** START Dataset excerpts **
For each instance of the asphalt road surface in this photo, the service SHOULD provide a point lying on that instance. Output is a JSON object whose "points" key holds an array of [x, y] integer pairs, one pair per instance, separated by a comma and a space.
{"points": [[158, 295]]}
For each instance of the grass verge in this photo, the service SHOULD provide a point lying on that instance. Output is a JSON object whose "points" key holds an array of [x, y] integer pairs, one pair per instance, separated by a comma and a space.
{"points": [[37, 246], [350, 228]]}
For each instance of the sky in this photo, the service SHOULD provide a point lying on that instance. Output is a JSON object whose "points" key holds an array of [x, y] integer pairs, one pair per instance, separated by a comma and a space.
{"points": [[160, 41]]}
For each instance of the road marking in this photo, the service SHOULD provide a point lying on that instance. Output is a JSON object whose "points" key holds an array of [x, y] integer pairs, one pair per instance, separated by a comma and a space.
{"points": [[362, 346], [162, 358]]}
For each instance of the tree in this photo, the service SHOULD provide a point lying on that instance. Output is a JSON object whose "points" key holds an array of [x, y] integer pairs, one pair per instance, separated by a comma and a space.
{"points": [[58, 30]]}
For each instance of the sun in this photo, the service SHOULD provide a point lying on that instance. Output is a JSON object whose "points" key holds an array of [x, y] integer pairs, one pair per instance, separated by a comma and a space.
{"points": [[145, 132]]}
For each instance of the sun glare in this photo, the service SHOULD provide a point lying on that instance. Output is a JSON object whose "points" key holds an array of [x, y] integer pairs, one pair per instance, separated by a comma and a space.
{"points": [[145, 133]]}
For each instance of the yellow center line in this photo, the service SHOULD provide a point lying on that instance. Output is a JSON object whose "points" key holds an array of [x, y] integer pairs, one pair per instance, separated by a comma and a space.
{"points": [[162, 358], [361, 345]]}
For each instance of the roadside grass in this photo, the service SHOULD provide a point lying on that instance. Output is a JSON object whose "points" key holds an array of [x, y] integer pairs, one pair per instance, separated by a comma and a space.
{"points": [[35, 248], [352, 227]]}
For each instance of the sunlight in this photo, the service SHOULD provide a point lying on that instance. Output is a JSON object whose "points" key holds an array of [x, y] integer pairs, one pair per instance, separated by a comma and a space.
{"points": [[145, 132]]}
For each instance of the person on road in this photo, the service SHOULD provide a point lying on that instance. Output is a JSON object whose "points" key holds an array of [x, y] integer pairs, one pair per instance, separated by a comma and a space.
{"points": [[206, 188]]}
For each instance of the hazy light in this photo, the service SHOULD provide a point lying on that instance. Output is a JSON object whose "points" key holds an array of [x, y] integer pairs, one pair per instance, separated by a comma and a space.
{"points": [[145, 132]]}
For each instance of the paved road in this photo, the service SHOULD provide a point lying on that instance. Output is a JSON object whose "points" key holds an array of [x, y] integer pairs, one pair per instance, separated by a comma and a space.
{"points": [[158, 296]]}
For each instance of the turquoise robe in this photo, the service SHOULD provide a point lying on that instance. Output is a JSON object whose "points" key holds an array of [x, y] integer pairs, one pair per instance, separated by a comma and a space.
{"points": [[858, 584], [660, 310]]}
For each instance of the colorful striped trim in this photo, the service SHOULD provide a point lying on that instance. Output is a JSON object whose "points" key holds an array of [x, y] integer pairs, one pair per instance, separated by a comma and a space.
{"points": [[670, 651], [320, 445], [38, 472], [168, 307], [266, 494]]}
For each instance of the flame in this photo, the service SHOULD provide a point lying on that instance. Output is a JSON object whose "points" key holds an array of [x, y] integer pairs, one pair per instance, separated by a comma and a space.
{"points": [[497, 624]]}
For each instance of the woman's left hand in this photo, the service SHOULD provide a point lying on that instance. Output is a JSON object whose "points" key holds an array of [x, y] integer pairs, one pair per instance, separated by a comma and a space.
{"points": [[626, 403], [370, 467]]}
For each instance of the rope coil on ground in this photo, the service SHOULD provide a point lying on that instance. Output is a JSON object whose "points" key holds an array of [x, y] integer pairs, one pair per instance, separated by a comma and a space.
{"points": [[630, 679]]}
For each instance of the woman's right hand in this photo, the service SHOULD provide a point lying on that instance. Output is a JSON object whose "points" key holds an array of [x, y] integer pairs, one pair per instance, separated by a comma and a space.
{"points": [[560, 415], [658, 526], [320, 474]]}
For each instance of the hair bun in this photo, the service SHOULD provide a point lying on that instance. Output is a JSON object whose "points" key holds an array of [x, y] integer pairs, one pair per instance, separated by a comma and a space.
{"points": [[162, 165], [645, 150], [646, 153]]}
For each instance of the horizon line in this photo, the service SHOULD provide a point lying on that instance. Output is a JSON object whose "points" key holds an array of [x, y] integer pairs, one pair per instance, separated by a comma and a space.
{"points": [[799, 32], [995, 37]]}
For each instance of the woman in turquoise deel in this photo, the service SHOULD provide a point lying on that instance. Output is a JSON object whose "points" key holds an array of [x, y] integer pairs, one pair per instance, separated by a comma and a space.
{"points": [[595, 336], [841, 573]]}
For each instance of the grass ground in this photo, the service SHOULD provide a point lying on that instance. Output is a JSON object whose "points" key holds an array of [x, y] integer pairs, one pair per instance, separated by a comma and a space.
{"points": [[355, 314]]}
** END Dataset excerpts **
◆ **Exercise directions**
Repeat the listing above word for word, including every line.

◆ **Finished answer**
For each instance of the asphalt road surface in this photo, the service SHOULD provide a point lying on that instance. Output is a JSON object whose "points" key holds an array of [x, y] integer pairs, one pair per instance, separated by a comma and a space.
{"points": [[158, 295]]}
For each instance of the grass verge in this photo, the service SHOULD provide a point lying on that instance. Output is a JSON object whose "points" key holds an array of [x, y] integer pairs, one pair per instance, separated by a comma and a space.
{"points": [[37, 246], [350, 228]]}
For each instance of the sky in this photo, the service SHOULD provide a point lying on that instance. Output is a JSON object whose "points" key holds an array of [x, y] integer pairs, one pair per instance, separated by a comma and a space.
{"points": [[160, 41]]}
For each instance of the road marking in this photo, the service SHOULD provide a point lying on that instance. Output is a JSON object whose "points" key holds an array of [x, y] integer pairs, one pair per instance, separated by a comma and a space.
{"points": [[362, 346], [162, 358]]}
For each instance of the tree in this photo, the service SHOULD provide a point lying on that instance. Output is a JSON object whose "points" key holds an array of [x, y] integer pairs, one pair per instance, separated by a comma and a space.
{"points": [[58, 30]]}
For each instance of the sun in this photo, the service SHOULD provide a point lying on that instance. Output is a JSON object whose "points" key holds an array of [x, y] integer pairs, one pair per instance, separated by a comma and a space.
{"points": [[145, 132]]}
For each instance of the sun glare in this photo, the service SHOULD provide a point lying on that instance. Output is a JSON object whose "points" key holds an array of [x, y] integer pairs, one pair per instance, separated by a comma and a space.
{"points": [[145, 133]]}
For each instance of the yellow center line in this photo, the service SHOULD provide a point lying on that instance. Output is a JSON object whose "points" key holds an array of [x, y] integer pairs, one pair per instance, separated by a comma and a space.
{"points": [[162, 358], [361, 345]]}
For each instance of the roadside grass in this photo, the service SHOULD provide a point lying on that instance. Output is a JSON object whose "points" key holds an array of [x, y] integer pairs, one pair per instance, separated by a comma and a space.
{"points": [[35, 248], [352, 227]]}
For each instance of the sunlight in this photo, the service SHOULD provide a point lying on that instance. Output is a JSON object whose "points" key holds an array of [x, y] integer pairs, one pair per instance, separated by a comma and a space.
{"points": [[145, 132]]}
For each instance of the person on road in this photo, the service SHOULD provide a point lying on that instance. Output is a JSON object whose "points" key holds an array of [x, y] integer pairs, one pair per instance, separated by a comma and a space.
{"points": [[206, 188]]}
For each instance of the hazy light in this photo, the service SHOULD provide a point lying on that instance. Output is a JSON object whose "points" key holds an array of [x, y] integer pairs, one pair per instance, separated by a comma and a space.
{"points": [[145, 132]]}
For each instance of the paved road in this photo, the service SHOULD provide a point lying on that instance. Output is a JSON object whose "points" key holds an array of [x, y] integer pairs, one pair per instance, separated by a comma and a space.
{"points": [[158, 296]]}
For each instance of the turquoise robe in this photo, the service SHOULD provide a point lying on that instance. Output is a JSON object whose "points" key holds an array of [x, y] integer pairs, one pair per instance, separated by a comma and a space.
{"points": [[858, 584], [660, 310]]}
For each instance of the colorful striped trim in this photo, the service SHOULD provide a point lying on that instance. Output is a JSON object whose "points" key holds an array of [x, y] integer pairs, one pair per instance, separated by a comma and a space.
{"points": [[670, 651], [320, 445], [38, 472], [168, 307], [266, 494]]}
For each instance of the flame in this photo, the service SHOULD provide a point lying on that instance. Output is a JSON object whose "points" key holds an array of [x, y] integer pairs, one pair per instance, separated by a comma and a space.
{"points": [[497, 624]]}
For each instance of the woman's left hand in this photo, the service SHOULD provide a point lying on that instance. Output is a JSON object whose "points" key holds an array of [x, y] integer pairs, one pair per instance, separated by a comma and a space.
{"points": [[626, 403], [370, 467]]}
For each instance of the rope coil on ground in this photo, the service SHOULD provide a point lying on that instance. Output is a JSON object whose "points" key holds an array of [x, y] integer pairs, one pair per instance, separated by a comma and a space.
{"points": [[630, 679]]}
For each instance of the woman's right hand in this photo, the service SHOULD provide a point lying on that instance. Output is a JSON object whose "points" key holds an array of [x, y] integer pairs, one pair per instance, separated by a comma and a space.
{"points": [[560, 415], [658, 526], [320, 474]]}
For each instance of the hair bun in this photo, the service SHOULD provide a point lying on that instance. Output is a JSON object whose "points" key holds an array of [x, y] integer pairs, one pair per instance, separated by a comma and a space.
{"points": [[162, 165], [645, 150], [646, 153]]}
For each instance of the horizon line in this photo, the service SHOULD provide a point lying on that instance. Output is a JSON object whose "points" key holds an array of [x, y] integer pairs, one pair per instance, separated by a comma and a space.
{"points": [[799, 32], [995, 37]]}
For each instance of the woman in turquoise deel in this photo, the service SHOULD provide a point lying on that instance. Output is a JSON object whose "points" key holds an array of [x, y] integer pairs, one pair per instance, separated by a comma and a space.
{"points": [[595, 336], [841, 573]]}
For each instance of the grass ground in this photo, the service SHOULD provide a point lying on that instance. Output is a JSON object whose "points" key holds an array of [x, y] integer pairs, one pair per instance, separated by a comma and a space.
{"points": [[355, 314]]}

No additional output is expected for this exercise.